## [Task statement]
Pull out the stretch of the listing below that starts at its first line and ends with the line containing "pixel 91 56", including both of those lines. Reproduce every line in it unchanged.

%%

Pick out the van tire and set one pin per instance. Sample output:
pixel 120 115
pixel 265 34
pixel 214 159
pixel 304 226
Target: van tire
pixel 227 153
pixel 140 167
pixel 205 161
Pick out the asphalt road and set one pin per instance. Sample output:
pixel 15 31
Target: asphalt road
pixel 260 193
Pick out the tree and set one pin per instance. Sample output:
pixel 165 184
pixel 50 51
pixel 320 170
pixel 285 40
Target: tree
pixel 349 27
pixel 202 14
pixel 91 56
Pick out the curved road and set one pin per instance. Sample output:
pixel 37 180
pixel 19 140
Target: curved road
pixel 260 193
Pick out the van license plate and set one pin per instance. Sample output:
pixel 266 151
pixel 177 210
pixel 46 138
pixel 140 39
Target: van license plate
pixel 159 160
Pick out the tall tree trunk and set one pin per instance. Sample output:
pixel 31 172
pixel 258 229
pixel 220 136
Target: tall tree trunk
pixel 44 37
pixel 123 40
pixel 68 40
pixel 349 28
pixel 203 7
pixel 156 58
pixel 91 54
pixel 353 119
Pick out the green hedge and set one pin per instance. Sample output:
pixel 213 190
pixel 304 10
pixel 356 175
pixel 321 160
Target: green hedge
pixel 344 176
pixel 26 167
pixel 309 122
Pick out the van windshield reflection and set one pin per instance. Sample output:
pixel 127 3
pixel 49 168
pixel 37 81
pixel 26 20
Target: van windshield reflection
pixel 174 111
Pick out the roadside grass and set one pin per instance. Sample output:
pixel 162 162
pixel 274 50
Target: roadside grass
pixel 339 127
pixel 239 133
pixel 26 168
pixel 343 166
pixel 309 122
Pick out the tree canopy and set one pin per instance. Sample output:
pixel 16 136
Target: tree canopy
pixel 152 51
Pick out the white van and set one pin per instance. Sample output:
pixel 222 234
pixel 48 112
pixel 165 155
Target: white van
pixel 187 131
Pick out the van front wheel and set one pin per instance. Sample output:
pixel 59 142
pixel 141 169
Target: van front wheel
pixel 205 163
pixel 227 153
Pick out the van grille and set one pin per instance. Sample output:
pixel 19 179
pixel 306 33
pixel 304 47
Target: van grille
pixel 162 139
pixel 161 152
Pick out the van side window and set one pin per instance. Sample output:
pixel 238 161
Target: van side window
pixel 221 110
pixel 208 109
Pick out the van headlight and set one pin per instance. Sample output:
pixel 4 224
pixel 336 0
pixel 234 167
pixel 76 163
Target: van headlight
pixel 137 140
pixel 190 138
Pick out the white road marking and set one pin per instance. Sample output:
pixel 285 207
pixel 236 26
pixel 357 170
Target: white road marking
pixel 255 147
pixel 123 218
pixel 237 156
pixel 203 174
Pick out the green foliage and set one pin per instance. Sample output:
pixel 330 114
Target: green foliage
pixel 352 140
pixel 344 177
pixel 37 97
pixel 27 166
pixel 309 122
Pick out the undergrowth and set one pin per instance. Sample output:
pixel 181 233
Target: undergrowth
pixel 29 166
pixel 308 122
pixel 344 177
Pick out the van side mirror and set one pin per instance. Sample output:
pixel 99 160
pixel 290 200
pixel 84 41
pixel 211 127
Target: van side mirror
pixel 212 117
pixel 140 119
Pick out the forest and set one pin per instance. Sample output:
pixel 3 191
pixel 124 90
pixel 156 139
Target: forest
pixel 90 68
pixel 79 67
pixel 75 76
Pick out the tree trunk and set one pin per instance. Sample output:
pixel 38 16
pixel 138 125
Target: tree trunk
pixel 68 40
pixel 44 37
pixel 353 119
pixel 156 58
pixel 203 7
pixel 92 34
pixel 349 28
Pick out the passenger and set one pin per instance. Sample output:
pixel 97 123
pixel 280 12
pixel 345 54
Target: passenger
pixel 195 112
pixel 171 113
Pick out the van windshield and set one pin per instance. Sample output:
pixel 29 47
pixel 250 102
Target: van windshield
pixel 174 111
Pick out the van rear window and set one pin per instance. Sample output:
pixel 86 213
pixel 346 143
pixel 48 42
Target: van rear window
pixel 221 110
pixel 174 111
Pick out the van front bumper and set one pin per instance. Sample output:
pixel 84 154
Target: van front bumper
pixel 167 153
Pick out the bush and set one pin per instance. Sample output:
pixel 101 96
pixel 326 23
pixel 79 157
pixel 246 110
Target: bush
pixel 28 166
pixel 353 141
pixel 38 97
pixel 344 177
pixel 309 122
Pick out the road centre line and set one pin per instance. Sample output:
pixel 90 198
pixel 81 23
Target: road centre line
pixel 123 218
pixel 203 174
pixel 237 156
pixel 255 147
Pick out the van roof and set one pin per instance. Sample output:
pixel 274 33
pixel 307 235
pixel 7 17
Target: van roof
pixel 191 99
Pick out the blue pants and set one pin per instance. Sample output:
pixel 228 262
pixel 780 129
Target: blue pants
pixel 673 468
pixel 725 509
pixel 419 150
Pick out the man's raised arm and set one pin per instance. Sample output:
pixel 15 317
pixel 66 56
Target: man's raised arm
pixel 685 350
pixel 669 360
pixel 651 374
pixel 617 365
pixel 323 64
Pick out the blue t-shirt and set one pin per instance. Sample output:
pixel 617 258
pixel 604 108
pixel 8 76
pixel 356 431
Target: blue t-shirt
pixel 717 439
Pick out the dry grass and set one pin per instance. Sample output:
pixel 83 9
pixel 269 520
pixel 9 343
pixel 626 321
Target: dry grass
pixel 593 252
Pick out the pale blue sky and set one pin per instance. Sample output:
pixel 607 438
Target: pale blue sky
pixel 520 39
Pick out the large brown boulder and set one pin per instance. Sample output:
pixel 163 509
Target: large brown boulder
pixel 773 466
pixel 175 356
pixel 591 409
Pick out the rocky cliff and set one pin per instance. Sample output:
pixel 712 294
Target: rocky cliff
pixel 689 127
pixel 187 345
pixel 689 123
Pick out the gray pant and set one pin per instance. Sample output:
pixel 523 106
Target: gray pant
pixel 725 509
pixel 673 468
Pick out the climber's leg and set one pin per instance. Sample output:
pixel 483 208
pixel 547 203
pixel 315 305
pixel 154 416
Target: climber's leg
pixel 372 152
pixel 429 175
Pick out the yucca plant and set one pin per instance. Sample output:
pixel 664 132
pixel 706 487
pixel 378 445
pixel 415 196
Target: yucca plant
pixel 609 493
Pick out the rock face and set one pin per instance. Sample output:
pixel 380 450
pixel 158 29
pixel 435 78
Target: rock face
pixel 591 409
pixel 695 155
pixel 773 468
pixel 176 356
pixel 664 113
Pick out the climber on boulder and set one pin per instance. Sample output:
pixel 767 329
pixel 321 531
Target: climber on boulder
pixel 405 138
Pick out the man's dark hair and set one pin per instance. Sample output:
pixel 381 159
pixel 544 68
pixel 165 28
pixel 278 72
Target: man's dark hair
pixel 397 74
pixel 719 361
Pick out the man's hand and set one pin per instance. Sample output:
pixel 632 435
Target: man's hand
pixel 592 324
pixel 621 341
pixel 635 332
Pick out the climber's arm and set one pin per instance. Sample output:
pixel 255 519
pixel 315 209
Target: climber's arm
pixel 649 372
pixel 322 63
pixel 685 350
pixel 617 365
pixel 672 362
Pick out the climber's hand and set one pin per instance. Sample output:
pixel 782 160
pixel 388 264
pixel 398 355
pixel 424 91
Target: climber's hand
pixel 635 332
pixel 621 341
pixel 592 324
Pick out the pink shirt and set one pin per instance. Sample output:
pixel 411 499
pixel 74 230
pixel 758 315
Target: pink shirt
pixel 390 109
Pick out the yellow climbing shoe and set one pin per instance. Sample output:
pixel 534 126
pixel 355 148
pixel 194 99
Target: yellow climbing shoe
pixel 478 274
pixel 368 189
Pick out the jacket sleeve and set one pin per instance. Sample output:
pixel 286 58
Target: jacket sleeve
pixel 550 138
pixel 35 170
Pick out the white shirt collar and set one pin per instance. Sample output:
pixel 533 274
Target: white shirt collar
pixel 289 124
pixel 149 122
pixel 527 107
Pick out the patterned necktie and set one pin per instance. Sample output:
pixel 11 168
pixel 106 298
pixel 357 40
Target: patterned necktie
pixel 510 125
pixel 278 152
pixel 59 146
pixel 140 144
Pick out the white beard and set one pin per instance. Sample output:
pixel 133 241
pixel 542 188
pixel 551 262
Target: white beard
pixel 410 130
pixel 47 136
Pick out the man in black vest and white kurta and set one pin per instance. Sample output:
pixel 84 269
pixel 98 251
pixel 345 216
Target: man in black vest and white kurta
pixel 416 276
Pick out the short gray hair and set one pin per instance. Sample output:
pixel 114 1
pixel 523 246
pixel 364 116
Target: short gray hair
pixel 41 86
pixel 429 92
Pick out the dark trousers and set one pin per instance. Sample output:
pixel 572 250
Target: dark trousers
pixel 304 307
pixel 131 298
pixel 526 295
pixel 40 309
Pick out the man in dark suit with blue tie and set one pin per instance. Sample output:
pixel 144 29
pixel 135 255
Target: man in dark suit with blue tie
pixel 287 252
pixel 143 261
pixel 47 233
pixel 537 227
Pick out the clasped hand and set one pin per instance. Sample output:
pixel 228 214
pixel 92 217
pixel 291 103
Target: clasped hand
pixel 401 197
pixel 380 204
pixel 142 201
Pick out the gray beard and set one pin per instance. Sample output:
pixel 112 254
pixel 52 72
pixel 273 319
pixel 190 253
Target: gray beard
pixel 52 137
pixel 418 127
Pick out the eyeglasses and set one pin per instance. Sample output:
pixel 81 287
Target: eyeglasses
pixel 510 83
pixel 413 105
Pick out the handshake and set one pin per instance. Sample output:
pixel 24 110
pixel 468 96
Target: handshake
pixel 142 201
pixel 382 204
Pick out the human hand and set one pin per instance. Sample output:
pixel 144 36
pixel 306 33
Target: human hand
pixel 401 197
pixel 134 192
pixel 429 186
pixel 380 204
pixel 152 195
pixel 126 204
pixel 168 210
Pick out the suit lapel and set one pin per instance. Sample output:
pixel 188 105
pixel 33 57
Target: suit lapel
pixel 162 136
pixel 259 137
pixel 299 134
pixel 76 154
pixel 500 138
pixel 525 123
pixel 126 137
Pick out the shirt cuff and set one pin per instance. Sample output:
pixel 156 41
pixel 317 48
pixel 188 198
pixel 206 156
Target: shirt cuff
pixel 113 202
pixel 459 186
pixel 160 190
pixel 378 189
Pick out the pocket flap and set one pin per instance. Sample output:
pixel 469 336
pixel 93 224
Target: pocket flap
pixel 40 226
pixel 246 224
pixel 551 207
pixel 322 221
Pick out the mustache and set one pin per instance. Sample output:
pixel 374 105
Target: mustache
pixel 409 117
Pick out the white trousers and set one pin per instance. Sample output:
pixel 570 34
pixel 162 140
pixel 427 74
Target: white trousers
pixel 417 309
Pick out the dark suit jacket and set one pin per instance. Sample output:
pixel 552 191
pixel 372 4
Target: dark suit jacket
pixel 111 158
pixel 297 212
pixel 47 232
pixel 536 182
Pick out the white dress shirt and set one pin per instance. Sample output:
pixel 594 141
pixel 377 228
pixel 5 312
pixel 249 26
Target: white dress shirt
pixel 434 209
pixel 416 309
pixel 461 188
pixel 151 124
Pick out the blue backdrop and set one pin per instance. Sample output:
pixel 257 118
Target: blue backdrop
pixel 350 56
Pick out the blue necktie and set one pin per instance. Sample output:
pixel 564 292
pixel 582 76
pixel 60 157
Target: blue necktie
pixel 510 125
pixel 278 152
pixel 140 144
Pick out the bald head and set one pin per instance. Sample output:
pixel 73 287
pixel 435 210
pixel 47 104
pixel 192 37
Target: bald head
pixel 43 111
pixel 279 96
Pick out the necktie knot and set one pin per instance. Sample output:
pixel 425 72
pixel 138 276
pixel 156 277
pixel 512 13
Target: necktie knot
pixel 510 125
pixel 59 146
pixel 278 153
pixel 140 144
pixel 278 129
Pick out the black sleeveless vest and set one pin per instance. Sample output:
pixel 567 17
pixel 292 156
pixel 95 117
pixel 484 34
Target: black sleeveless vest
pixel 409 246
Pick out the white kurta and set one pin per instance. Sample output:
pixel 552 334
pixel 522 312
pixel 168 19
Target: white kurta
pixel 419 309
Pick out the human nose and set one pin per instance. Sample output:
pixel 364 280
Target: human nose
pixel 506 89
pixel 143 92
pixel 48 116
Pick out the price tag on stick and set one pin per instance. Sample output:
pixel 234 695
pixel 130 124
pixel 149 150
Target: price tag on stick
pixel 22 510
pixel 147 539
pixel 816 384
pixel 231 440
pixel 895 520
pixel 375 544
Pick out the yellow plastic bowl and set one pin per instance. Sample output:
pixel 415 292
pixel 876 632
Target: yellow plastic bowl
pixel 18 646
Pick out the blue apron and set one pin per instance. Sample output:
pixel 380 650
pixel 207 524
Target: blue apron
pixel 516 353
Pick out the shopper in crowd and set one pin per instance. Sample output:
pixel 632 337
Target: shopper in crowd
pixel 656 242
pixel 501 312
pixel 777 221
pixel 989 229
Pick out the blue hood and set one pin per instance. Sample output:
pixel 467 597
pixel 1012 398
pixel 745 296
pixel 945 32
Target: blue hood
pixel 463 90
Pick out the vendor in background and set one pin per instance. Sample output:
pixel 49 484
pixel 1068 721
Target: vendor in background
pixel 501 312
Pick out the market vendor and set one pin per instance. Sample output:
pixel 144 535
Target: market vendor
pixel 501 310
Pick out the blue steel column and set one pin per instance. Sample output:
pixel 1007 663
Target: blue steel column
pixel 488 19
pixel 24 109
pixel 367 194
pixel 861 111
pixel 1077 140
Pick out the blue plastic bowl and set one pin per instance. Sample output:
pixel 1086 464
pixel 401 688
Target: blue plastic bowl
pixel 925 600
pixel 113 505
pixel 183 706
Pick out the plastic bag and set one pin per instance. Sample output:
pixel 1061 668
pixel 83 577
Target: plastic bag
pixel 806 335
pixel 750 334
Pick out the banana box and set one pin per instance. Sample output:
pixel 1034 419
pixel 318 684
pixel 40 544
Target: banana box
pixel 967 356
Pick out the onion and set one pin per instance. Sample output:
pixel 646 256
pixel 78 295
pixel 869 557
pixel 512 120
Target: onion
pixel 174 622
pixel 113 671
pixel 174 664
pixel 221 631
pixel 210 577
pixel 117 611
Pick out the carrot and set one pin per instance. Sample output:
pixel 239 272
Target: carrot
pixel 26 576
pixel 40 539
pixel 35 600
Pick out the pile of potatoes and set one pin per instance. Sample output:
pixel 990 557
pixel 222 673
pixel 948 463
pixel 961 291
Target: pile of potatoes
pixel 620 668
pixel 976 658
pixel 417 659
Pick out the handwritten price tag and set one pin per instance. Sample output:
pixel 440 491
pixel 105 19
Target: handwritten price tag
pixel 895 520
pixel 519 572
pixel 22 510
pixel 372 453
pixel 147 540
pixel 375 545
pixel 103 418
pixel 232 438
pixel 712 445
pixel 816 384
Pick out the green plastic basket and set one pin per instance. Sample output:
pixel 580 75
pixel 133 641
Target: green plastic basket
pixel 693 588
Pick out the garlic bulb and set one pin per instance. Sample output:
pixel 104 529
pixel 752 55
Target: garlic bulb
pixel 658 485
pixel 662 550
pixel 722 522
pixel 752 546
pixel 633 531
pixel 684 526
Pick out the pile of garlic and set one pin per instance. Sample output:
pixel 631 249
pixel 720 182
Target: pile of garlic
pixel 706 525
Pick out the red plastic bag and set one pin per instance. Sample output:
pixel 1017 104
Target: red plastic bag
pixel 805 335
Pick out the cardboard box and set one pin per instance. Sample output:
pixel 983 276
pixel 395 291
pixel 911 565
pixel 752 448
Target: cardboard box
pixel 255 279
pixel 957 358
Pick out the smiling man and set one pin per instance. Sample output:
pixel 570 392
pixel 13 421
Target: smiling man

%%

## [Answer to the problem]
Pick out the van tire and set one pin per instance. Sample output:
pixel 120 115
pixel 265 34
pixel 214 159
pixel 304 226
Target: van tire
pixel 227 153
pixel 140 167
pixel 205 161
Pick out the asphalt road and set one pin per instance. Sample output:
pixel 15 31
Target: asphalt road
pixel 260 193
Pick out the tree and set one pin per instance. Sample output:
pixel 165 184
pixel 50 51
pixel 320 170
pixel 285 40
Target: tree
pixel 349 27
pixel 202 14
pixel 91 56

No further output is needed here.